Items for segmentation labeling
** start **

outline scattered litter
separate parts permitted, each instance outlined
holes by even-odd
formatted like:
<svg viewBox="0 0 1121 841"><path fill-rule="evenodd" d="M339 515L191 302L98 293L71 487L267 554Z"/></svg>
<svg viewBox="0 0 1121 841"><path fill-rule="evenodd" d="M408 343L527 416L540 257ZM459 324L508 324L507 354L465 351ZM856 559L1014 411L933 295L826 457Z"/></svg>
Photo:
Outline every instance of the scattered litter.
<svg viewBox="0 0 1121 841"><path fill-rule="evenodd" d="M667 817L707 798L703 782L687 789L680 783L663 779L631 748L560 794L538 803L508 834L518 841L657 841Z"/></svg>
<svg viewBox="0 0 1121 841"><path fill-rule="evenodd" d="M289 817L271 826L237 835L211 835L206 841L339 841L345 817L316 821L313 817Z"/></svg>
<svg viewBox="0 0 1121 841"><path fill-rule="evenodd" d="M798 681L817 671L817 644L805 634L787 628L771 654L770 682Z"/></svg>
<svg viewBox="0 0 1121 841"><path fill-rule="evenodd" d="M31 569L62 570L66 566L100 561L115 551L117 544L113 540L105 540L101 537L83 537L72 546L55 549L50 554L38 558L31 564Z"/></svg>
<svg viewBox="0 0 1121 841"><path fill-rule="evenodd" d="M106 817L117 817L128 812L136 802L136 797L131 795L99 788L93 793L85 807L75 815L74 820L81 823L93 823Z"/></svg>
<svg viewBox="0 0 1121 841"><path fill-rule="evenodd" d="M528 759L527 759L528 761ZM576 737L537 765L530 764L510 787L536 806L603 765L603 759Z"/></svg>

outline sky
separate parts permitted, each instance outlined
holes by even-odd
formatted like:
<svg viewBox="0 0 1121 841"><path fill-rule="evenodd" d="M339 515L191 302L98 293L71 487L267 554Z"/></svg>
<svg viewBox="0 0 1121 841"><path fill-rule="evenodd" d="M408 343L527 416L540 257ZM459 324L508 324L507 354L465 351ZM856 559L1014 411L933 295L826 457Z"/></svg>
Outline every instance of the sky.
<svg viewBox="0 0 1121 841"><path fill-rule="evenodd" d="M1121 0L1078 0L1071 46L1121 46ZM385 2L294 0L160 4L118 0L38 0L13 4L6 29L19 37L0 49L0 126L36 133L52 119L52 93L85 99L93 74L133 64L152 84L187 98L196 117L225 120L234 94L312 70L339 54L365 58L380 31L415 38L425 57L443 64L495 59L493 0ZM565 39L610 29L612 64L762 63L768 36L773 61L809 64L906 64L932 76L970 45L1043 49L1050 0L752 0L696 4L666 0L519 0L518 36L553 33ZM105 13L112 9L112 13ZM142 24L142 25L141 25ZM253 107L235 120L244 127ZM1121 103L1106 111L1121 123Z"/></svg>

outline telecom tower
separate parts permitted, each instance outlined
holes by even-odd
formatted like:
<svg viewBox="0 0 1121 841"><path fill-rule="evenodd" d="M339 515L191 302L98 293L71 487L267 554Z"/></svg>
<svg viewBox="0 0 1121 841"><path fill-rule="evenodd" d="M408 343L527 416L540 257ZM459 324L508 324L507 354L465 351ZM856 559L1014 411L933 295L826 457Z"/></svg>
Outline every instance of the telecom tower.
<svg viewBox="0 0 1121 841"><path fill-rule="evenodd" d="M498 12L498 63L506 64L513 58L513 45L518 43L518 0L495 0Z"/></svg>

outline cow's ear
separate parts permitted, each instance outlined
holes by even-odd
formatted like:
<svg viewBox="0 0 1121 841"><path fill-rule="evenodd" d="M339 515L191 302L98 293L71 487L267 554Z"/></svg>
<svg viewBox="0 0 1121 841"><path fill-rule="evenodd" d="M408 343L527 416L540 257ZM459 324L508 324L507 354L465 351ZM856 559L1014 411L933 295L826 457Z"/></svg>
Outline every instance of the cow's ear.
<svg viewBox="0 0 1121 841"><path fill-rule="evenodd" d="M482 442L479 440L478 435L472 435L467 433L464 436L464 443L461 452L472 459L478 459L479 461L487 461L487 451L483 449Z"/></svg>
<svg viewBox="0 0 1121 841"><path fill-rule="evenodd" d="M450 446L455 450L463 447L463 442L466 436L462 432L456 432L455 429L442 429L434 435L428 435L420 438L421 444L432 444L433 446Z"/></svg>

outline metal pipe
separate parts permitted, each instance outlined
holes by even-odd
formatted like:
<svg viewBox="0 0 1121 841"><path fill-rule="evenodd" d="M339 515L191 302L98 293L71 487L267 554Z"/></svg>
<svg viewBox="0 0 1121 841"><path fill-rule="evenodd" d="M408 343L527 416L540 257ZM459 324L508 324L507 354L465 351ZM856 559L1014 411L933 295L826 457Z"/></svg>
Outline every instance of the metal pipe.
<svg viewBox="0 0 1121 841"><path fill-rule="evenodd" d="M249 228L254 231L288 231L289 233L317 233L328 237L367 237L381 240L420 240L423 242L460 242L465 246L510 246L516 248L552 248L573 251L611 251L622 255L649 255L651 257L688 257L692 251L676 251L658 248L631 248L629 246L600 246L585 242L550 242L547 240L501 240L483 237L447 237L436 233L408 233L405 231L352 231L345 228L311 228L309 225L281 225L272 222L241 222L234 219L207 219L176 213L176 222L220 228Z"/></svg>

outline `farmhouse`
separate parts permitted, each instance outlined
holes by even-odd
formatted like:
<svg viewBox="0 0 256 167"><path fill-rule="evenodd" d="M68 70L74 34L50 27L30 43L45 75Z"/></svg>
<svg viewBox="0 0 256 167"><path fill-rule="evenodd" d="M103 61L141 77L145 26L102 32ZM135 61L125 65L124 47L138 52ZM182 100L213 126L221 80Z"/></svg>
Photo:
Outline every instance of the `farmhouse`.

** end **

Copy every item above word for word, keeping each line unchanged.

# Task result
outline scattered litter
separate parts permitted, each instance outlined
holes by even-odd
formatted like:
<svg viewBox="0 0 1121 841"><path fill-rule="evenodd" d="M339 515L191 302L98 293L71 487L267 554Z"/></svg>
<svg viewBox="0 0 1121 841"><path fill-rule="evenodd" d="M408 343L527 416L540 257ZM459 324L508 324L507 354L465 351ZM856 559L1014 411L933 295L826 457Z"/></svg>
Photo:
Outline every instance of the scattered litter.
<svg viewBox="0 0 1121 841"><path fill-rule="evenodd" d="M667 817L707 798L703 782L687 789L680 783L663 779L631 748L560 794L538 803L508 834L518 841L657 841Z"/></svg>
<svg viewBox="0 0 1121 841"><path fill-rule="evenodd" d="M289 817L271 826L237 835L211 835L206 841L339 841L345 817L316 821L313 817Z"/></svg>
<svg viewBox="0 0 1121 841"><path fill-rule="evenodd" d="M798 681L817 671L817 644L805 634L787 628L771 654L770 682Z"/></svg>
<svg viewBox="0 0 1121 841"><path fill-rule="evenodd" d="M31 569L62 570L66 566L100 561L115 551L117 544L113 540L105 540L101 537L83 537L72 546L55 549L50 554L38 558L31 564Z"/></svg>
<svg viewBox="0 0 1121 841"><path fill-rule="evenodd" d="M106 817L117 817L128 812L136 802L136 797L131 795L99 788L93 793L85 807L75 815L74 820L81 823L93 823Z"/></svg>
<svg viewBox="0 0 1121 841"><path fill-rule="evenodd" d="M528 759L527 759L528 761ZM576 737L537 765L530 764L510 787L536 806L603 765L603 759Z"/></svg>

outline sky
separate parts permitted, each instance outlined
holes by even-odd
formatted like:
<svg viewBox="0 0 1121 841"><path fill-rule="evenodd" d="M339 515L191 302L98 293L71 487L267 554Z"/></svg>
<svg viewBox="0 0 1121 841"><path fill-rule="evenodd" d="M408 343L527 416L540 257ZM459 324L508 324L507 354L465 351ZM856 559L1014 411L933 295L826 457Z"/></svg>
Outline every instance of the sky.
<svg viewBox="0 0 1121 841"><path fill-rule="evenodd" d="M1121 0L1078 0L1071 46L1121 46ZM385 2L294 0L160 4L118 0L38 0L13 4L6 29L19 37L0 49L0 126L36 133L52 119L52 93L85 99L93 74L133 64L152 84L187 98L196 117L225 120L234 94L312 70L339 54L365 58L380 31L415 38L425 57L443 64L495 59L493 0ZM565 39L610 29L612 64L762 63L768 36L773 61L809 64L906 64L932 76L970 45L1043 49L1050 0L752 0L696 4L666 0L519 0L518 36L553 33ZM105 13L112 9L112 13ZM142 24L142 25L141 25ZM253 107L235 120L244 127ZM1121 103L1106 111L1121 123Z"/></svg>

outline telecom tower
separate parts permitted, each instance outlined
holes by even-odd
formatted like:
<svg viewBox="0 0 1121 841"><path fill-rule="evenodd" d="M339 515L191 302L98 293L71 487L267 554Z"/></svg>
<svg viewBox="0 0 1121 841"><path fill-rule="evenodd" d="M408 343L527 416L540 257ZM459 324L508 324L507 354L465 351ZM856 559L1014 411L933 295L826 457Z"/></svg>
Outline every instance of the telecom tower.
<svg viewBox="0 0 1121 841"><path fill-rule="evenodd" d="M498 12L498 63L506 64L513 58L513 45L518 43L518 0L495 0Z"/></svg>

outline cow's ear
separate parts permitted, each instance outlined
holes by even-odd
formatted like:
<svg viewBox="0 0 1121 841"><path fill-rule="evenodd" d="M339 515L191 302L98 293L71 487L267 554Z"/></svg>
<svg viewBox="0 0 1121 841"><path fill-rule="evenodd" d="M408 343L527 416L540 257ZM459 324L508 324L507 354L465 351ZM856 559L1014 411L933 295L826 457Z"/></svg>
Outline every instance of the cow's ear.
<svg viewBox="0 0 1121 841"><path fill-rule="evenodd" d="M482 442L479 440L478 435L472 435L467 433L464 436L464 443L461 452L472 459L478 459L479 461L487 461L487 451L483 449Z"/></svg>
<svg viewBox="0 0 1121 841"><path fill-rule="evenodd" d="M450 446L455 450L463 447L463 442L466 436L462 432L456 432L455 429L442 429L434 435L428 435L420 438L421 444L432 444L433 446Z"/></svg>

outline metal pipe
separate parts permitted, each instance outlined
holes by even-odd
formatted like:
<svg viewBox="0 0 1121 841"><path fill-rule="evenodd" d="M339 515L191 302L98 293L71 487L267 554Z"/></svg>
<svg viewBox="0 0 1121 841"><path fill-rule="evenodd" d="M408 343L527 416L540 257ZM459 324L508 324L507 354L465 351ZM856 559L1014 411L933 295L826 457Z"/></svg>
Outline every instance of the metal pipe.
<svg viewBox="0 0 1121 841"><path fill-rule="evenodd" d="M249 228L254 231L288 231L289 233L317 233L328 237L367 237L381 240L420 240L423 242L460 242L465 246L510 246L516 248L552 248L573 251L611 251L622 255L649 255L651 257L688 257L692 251L676 251L658 248L631 248L629 246L600 246L585 242L550 242L547 240L501 240L483 237L447 237L436 233L408 233L405 231L352 231L345 228L311 228L309 225L281 225L272 222L241 222L234 219L207 219L176 213L176 222L220 228Z"/></svg>

outline `farmhouse`
separate parts permitted, each instance outlined
holes by even-odd
formatted like:
<svg viewBox="0 0 256 167"><path fill-rule="evenodd" d="M68 70L74 34L50 27L30 43L45 75Z"/></svg>
<svg viewBox="0 0 256 167"><path fill-rule="evenodd" d="M103 61L141 77L145 26L102 32ZM135 61L125 65L124 47L138 52ZM182 100L213 126L221 80Z"/></svg>
Photo:
Outline every instance of the `farmhouse`.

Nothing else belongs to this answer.